WHAT THIS TASK INVOLVES:
Copy the lines below, from the line with "Look at the photograph above. For each instance of the domed" up to and including the line with "[(323, 51)]", and give only these lines. Multiply every coordinate in the answers by 1.35, and round each result to a whole number, with halves rounded up.

Raw records:
══════════════════════════════

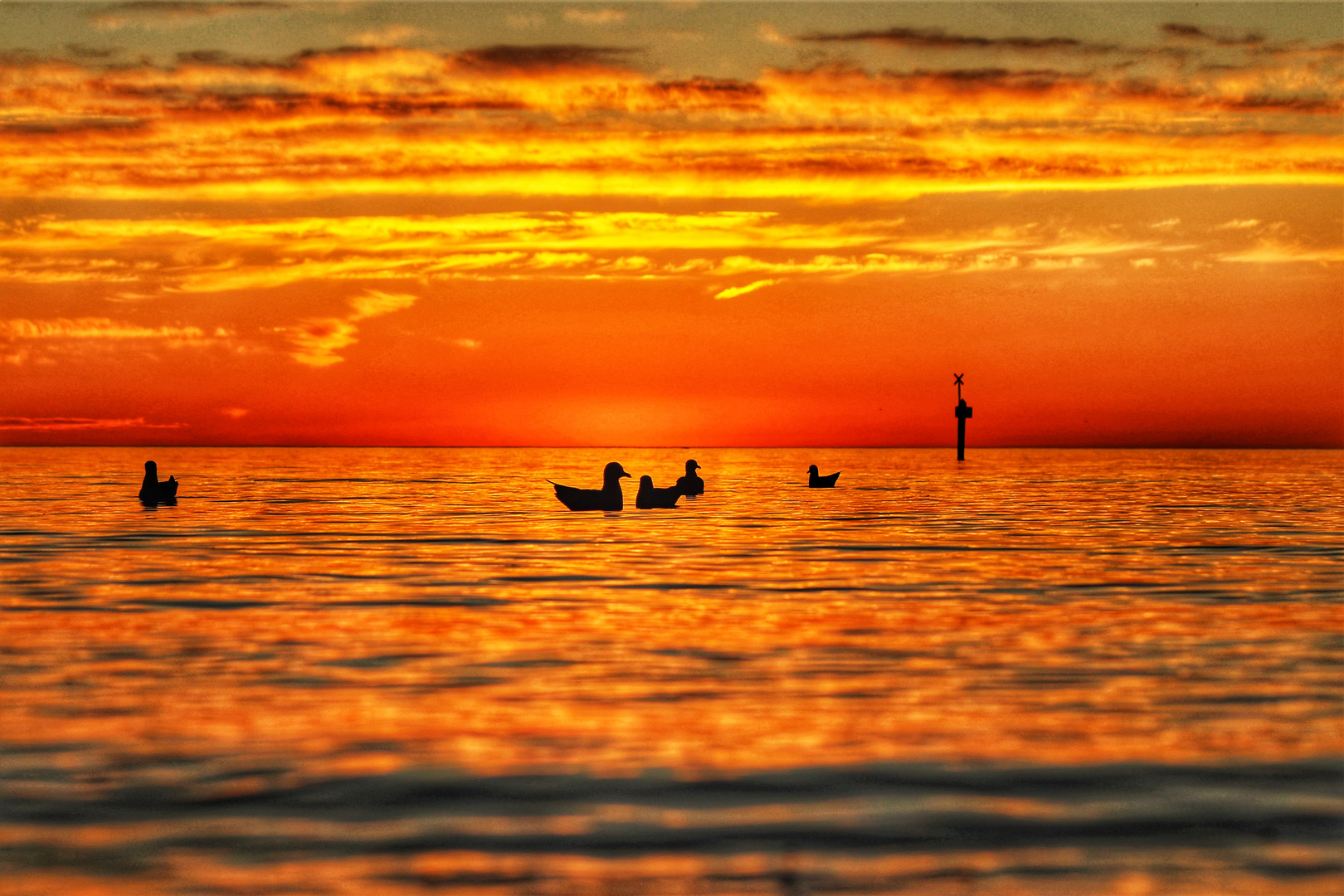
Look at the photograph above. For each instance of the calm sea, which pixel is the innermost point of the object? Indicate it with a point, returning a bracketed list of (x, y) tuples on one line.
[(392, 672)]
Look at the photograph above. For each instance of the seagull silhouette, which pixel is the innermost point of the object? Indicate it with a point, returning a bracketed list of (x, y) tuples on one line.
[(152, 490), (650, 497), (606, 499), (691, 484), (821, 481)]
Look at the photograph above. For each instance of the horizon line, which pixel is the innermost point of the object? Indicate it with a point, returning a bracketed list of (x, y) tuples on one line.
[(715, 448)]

══════════════════════════════

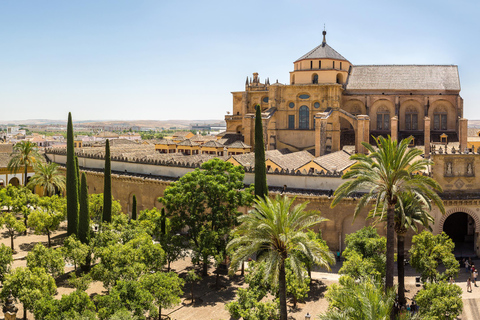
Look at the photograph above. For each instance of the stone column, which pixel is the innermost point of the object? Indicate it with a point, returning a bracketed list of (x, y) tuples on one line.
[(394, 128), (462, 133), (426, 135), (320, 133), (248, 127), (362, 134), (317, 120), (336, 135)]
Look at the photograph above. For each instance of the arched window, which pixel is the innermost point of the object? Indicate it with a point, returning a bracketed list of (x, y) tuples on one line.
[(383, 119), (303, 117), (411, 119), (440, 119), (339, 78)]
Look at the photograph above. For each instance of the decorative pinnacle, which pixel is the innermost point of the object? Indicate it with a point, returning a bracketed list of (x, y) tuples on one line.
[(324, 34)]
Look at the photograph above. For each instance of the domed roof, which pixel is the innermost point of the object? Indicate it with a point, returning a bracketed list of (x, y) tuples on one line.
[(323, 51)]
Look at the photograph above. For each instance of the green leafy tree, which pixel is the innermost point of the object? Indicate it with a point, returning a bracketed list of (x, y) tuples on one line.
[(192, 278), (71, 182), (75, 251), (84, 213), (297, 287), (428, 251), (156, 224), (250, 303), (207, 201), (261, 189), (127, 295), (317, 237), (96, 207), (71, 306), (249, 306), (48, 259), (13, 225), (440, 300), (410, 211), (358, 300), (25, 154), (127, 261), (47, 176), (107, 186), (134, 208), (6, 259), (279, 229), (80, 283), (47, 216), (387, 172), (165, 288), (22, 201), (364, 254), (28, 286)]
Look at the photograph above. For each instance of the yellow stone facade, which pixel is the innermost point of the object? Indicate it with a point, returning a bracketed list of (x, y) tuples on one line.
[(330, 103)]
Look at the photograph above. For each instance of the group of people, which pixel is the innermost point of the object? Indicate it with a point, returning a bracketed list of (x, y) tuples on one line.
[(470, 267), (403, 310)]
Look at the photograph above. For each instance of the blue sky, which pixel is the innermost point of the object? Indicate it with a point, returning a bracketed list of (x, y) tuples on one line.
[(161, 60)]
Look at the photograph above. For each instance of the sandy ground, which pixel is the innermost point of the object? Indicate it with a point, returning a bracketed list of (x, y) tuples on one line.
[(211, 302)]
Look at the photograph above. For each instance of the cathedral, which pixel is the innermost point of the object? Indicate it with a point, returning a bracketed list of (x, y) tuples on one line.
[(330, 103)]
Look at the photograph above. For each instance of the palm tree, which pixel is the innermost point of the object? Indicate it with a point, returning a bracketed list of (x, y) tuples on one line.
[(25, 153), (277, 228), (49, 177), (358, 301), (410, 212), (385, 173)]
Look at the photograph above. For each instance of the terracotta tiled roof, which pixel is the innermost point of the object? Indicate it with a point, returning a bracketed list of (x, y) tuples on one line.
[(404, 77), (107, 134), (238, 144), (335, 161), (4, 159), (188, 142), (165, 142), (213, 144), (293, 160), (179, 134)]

══════════════════════════════

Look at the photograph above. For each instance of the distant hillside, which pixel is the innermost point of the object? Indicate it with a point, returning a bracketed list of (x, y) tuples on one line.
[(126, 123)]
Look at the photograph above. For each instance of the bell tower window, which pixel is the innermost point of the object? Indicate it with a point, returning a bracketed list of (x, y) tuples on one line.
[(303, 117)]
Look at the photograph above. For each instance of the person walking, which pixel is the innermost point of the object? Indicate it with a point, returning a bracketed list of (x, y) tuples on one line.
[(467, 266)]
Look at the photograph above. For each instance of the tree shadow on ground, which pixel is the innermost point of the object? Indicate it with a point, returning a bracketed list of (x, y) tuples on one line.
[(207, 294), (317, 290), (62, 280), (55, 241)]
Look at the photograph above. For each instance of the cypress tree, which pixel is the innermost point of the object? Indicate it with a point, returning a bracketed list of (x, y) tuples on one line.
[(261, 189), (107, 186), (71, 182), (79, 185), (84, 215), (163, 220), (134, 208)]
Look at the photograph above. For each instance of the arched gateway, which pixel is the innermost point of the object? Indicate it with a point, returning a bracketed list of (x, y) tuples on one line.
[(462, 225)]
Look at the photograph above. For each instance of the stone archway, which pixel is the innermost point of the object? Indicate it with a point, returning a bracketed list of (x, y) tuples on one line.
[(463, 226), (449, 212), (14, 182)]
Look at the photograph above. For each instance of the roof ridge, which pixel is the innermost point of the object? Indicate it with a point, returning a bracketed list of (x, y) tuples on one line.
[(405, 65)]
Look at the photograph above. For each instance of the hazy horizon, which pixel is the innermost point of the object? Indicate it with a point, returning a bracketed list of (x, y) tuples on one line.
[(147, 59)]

══════════════════════════════

THE REPLY:
Look at the photograph above. For each instance of the domed roof, which pixel is the innermost point of the object? Indicate it with a point, returning a bracketed list of (x, y) tuples on one line.
[(436, 69)]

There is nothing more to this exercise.